(Beginning of Data for review)
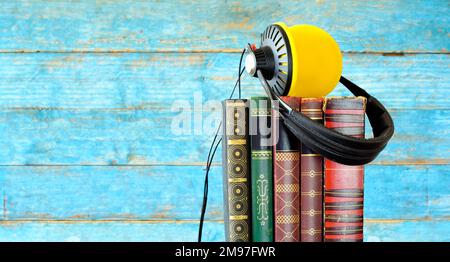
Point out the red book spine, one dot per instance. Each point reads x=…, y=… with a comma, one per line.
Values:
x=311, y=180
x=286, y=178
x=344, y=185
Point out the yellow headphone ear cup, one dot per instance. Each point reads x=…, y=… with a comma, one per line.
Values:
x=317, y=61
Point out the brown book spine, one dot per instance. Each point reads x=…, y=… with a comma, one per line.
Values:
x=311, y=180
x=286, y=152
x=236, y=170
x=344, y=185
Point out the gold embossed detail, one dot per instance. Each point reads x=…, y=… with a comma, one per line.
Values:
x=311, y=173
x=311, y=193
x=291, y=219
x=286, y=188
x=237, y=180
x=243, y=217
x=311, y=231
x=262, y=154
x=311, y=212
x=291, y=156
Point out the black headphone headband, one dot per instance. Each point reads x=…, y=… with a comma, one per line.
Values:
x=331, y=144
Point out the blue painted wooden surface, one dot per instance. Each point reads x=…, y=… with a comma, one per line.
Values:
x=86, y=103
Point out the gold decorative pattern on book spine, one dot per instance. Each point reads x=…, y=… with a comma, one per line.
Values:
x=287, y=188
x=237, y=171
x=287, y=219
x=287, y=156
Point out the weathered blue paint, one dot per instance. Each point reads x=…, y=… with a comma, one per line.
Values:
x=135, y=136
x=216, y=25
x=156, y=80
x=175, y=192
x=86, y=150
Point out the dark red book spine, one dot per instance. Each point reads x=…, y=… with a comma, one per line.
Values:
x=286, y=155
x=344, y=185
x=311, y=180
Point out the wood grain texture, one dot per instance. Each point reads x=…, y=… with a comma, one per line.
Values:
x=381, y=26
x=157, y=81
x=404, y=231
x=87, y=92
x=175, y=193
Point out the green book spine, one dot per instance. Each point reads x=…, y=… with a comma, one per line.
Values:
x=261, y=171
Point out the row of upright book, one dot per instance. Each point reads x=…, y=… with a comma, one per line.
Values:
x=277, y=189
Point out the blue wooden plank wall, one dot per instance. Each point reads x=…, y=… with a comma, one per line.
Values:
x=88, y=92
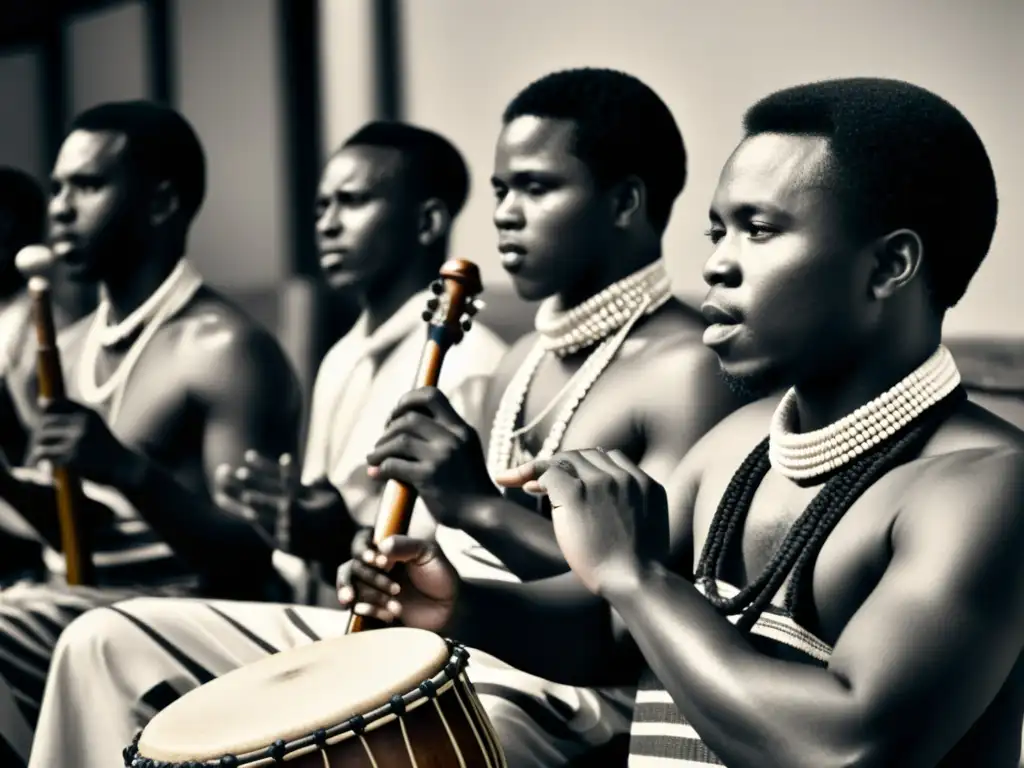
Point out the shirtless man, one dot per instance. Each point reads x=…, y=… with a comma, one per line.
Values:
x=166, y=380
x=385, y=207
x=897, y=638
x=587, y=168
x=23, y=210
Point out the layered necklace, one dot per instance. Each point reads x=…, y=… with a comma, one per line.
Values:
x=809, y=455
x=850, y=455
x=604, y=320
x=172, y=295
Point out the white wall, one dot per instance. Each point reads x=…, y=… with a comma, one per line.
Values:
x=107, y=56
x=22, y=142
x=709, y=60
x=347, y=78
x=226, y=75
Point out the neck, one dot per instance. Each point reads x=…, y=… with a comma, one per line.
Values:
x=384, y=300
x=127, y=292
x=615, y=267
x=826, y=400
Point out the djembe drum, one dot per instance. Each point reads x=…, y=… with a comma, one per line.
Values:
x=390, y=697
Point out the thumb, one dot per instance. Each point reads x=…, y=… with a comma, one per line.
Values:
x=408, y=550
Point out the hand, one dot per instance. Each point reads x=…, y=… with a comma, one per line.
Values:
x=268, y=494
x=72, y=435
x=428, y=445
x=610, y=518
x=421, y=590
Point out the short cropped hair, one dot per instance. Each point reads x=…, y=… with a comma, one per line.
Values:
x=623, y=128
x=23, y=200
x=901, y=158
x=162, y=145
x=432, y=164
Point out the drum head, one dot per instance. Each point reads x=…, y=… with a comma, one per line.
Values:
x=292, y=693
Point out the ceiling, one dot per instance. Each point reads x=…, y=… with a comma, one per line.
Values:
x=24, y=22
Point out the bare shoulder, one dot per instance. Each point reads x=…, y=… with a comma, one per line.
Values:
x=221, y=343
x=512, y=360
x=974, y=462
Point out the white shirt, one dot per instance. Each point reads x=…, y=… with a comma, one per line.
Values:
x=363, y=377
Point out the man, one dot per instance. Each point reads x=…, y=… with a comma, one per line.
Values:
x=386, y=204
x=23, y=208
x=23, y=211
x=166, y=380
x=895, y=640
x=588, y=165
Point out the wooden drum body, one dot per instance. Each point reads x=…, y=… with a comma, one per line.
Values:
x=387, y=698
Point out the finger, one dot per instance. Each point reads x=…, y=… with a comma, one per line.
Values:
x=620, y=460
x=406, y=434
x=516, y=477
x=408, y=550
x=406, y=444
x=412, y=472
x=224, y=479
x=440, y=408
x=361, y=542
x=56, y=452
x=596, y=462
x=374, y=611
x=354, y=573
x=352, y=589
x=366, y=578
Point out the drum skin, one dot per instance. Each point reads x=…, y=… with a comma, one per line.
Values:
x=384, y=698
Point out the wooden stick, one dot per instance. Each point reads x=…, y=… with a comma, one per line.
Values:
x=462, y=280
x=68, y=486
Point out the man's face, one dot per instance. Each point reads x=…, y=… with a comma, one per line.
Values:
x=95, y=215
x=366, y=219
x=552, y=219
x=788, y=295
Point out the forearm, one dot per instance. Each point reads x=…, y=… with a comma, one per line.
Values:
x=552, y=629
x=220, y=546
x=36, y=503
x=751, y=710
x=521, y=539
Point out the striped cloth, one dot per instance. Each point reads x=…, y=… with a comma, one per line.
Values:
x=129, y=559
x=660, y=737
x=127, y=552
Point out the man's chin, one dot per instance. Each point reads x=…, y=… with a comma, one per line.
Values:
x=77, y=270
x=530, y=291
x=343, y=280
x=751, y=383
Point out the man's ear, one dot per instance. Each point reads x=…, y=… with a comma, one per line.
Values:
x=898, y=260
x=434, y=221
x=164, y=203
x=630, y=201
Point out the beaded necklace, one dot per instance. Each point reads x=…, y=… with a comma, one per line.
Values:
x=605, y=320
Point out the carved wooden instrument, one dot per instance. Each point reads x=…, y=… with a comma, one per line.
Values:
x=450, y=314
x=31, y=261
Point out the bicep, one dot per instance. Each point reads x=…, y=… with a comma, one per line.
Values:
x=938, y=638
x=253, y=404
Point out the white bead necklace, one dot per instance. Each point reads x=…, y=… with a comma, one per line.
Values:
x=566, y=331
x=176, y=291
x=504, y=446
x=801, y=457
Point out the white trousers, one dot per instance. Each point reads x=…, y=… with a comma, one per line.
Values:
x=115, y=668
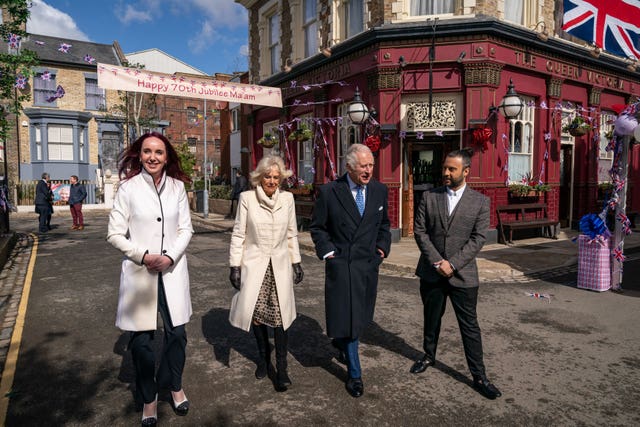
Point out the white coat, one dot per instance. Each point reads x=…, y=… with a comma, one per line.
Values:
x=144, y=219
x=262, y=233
(End of Data for review)
§ **What the task asks**:
Scan the records for lines that hold "necklace", and reproduce each one you find.

§ **Solution to this problem**:
Point out the layered necklace, one dot per instance. Each point reads x=…, y=… with a comma, one per line.
Point out the beaded necklace, one dot per instance. Each point reads x=…, y=… with a comma, one per line.
Point out the white bead necklace, one dot per instance. Each point reads x=…, y=… with a comma, one per line.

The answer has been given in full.